• _DATA_:
──────────

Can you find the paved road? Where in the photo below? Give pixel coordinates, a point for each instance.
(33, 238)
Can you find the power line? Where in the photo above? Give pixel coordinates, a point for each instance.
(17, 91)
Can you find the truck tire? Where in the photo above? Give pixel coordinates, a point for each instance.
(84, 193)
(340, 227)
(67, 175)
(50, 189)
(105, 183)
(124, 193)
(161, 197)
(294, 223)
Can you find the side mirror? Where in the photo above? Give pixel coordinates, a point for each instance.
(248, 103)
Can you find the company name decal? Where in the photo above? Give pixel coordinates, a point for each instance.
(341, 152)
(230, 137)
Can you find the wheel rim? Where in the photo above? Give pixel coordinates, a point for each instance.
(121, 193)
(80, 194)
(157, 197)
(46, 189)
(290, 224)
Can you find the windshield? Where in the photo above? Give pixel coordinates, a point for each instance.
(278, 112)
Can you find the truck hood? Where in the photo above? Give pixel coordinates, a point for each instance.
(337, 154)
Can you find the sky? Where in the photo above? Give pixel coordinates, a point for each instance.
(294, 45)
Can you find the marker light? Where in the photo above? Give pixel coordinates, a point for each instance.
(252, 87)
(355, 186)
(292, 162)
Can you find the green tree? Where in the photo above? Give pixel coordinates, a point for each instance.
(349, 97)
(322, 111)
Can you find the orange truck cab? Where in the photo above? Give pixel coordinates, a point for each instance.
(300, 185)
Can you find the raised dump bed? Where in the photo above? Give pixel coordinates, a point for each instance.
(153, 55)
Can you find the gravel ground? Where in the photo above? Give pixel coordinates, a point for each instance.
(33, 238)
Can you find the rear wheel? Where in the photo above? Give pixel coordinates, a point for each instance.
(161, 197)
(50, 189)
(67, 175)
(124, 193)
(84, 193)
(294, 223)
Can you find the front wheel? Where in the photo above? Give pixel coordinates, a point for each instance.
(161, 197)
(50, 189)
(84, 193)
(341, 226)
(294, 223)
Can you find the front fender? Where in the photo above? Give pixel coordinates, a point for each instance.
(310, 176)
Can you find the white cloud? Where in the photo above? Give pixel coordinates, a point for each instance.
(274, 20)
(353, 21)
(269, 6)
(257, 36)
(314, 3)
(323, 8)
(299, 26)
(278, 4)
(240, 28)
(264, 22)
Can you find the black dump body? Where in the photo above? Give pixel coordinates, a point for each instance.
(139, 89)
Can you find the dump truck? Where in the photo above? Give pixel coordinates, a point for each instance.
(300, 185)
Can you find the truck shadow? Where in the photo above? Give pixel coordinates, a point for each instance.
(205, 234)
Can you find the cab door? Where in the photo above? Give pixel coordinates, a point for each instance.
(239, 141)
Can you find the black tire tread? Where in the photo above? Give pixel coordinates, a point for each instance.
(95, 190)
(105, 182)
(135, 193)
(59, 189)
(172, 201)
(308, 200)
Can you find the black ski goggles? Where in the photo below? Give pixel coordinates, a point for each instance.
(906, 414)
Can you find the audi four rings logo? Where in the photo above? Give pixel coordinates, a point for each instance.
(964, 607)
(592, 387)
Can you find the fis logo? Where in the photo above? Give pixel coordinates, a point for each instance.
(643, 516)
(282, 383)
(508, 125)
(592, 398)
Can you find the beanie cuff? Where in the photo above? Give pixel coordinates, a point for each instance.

──────────

From the line that contains "Can you find the black tire" down to the last line of the listing above, repeat each line exactly, and include nothing else.

Can you find the black tire tread? Where in the photo above? Give pixel coordinates, a point for each instance.
(95, 190)
(105, 182)
(135, 193)
(59, 189)
(172, 201)
(308, 200)
Can you find the black ski goggles? Where in the photo below? Give pixel coordinates, a point for each instance.
(906, 414)
Can you find the audi four rings logo? Where in the photo above? Give pixel coordinates, a point for each instance.
(964, 607)
(592, 387)
Can you find the fis logo? Where in the photo above? Give pixel coordinates, a point for each instance.
(643, 516)
(282, 383)
(508, 125)
(592, 398)
Can you find the beanie cuff? Where in the photo above? Give pixel coordinates, a point for each instance.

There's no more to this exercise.